## Exercise requirements
1. In the SETBP1 methods text, how many genes made up the final list of known SETBP1 targets?
2. Please write the next part of the SETBP1 methods text, picking up after its final sentence.

## Given passage

━━━

Fig 1. Study overview.

Fig 1

To investigate the tissue-specific expression and TF activity of SETBP1, we analyzed publicly available RNA-seq data from the GTEx project. We profiled the tissue-specific expression of SETBP1 and its known targets and performed functional enrichment analysis (1). We also inferred TF activity for SETBP1 and TFs it regulates by tissue (2) and developed an interactive web application to enable the exploration of TF activity for 758 TFs across all GTEx tissues (3).

Materials & methods

SETBP1 target gene set construction

We used the SETBP1 target gene set compiled in Whitlock et al. 2023 to obtain a list of known TF targets of SETBP1 [11]. We converted a list of human HGNC to human Ensembl IDs using gprofiler2 [20] (v.0.2.1), resulting in a final list of 209 genes.

RNA-sequencing expression data

Using recount3 [21] (accessed August 2022), we obtained bulk RNA-seq data represented as transcripts per million (TPM) counts for human tissues (n = 31) from the publicly available GTEx project. We included all tissues not classified as “study_na”.

Classification of disease-associated affected tissues

We compiled a list of affected tissues in SGS, SETBP1-HD, and SETBP1-associated cancer based on the literature, clinical manifestations noted within Online Mendelian Inheritance of Man (OMIM) (MIM #: 616078, 269150), and UpToDate [5, 6, 8, 1519]. Affected tissues for each SETBP1-associated disease phenotype included the following:

  • SETBP1-HD: brain and muscle

  • SGS: brain, muscle, heart, kidney, bladder, lung, small intestine, stomach, esophagus

  • SETBP1-associated cancer: bone marrow and blood

While individuals with SGS and SETBP1-HD also present with vision problems and distinctive craniofacial and skeletal abnormalities, ocular and additional bone tissues are not present within GTEx v8 so they were not included in our analyses.

SETBP1 and target gene expression and pathway enrichment

We calculated the median TPM of SETBP1 and its targets across samples in each tissue from GTEx and scaled (log2 + 1 transformed) for visualizations. We performed complete linkage of Euclidean distances for hierarchical clustering of GTEx tissues. For target gene expression, we identified optimal k-means clusters by plotting the total within-cluster sum of squared distances between samples (inertia) for each cluster tested (k = 1–15). We identified an elbow at 3 clusters, indicating a decrease in inertia and a sufficient trade-off between information and the number of clusters captured based on the expression of SETBP1 and targets and plotted median scaled TPM values (S1 Fig). We further verified 3 clusters to be sufficient using the Trace(W) method, which uses the trace (sum of the diagonal) of the dispersion matrix (W), finds the second differences, and selects the cluster with the maximum value between indices (S1 Fig) [22, 23]. To visualize this clustering and the expression of SETBP1 and its targets across GTEx tissues, we used ComplexHeatmap (version 2.10.0) [24]. We next performed functional enrichment analysis (FEA) with gprofiler2 (version 0.2.1) [20, 25] with GO sources (GO:BP, GO:MF, and GO:CC) to identify the expression of pathways from SETBP1 target genes for each cluster. We applied the Bonferroni procedure for multiple hypothesis correction and used a p-adjusted threshold of 0.05 and, for the background gene list, included SETBP1 and its targets.

━━━

## Information shown

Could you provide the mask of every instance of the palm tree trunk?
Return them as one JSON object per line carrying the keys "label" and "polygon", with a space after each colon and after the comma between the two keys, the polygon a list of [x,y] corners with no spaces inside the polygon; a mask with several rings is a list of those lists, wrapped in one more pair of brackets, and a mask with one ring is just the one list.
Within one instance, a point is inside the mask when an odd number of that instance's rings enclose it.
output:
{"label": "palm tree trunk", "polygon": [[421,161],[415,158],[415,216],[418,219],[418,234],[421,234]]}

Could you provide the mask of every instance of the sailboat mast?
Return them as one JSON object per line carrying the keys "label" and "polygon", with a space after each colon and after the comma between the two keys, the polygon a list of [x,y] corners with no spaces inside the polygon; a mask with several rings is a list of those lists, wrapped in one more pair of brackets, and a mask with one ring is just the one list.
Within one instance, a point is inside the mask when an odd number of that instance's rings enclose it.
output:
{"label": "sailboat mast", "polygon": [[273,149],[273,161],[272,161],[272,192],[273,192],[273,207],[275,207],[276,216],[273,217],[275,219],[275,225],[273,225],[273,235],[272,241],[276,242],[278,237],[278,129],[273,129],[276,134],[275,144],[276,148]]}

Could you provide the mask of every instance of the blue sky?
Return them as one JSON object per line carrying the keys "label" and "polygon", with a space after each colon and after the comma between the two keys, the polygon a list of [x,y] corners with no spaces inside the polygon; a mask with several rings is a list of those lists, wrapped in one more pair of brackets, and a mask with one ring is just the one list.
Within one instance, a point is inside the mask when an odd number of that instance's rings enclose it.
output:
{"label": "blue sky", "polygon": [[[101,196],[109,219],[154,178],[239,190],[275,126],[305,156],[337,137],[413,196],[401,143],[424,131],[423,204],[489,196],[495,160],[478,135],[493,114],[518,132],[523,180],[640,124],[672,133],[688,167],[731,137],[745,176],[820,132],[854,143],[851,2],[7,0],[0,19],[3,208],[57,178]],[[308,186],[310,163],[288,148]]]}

━━━

## Answers to the exercise
1. 209 genes

2.
TF activity

We acquired prior knowledge on the direction of TF regulation from CollecTRI (accessed May 2023) [26] and combined it with GTEx expression TPM to infer TF activity using decoupleR [27] (v.2.6.0). We used a multivariate linear model (run_mlm) with a minimum threshold of 5 targets per TF to calculate activity scores (represented as t-values) for all 758 TFs. We scaled and centered data before summarizing each TF’s average regulator activity. Positive and negative scores denote TF activity and inactivity, respectively.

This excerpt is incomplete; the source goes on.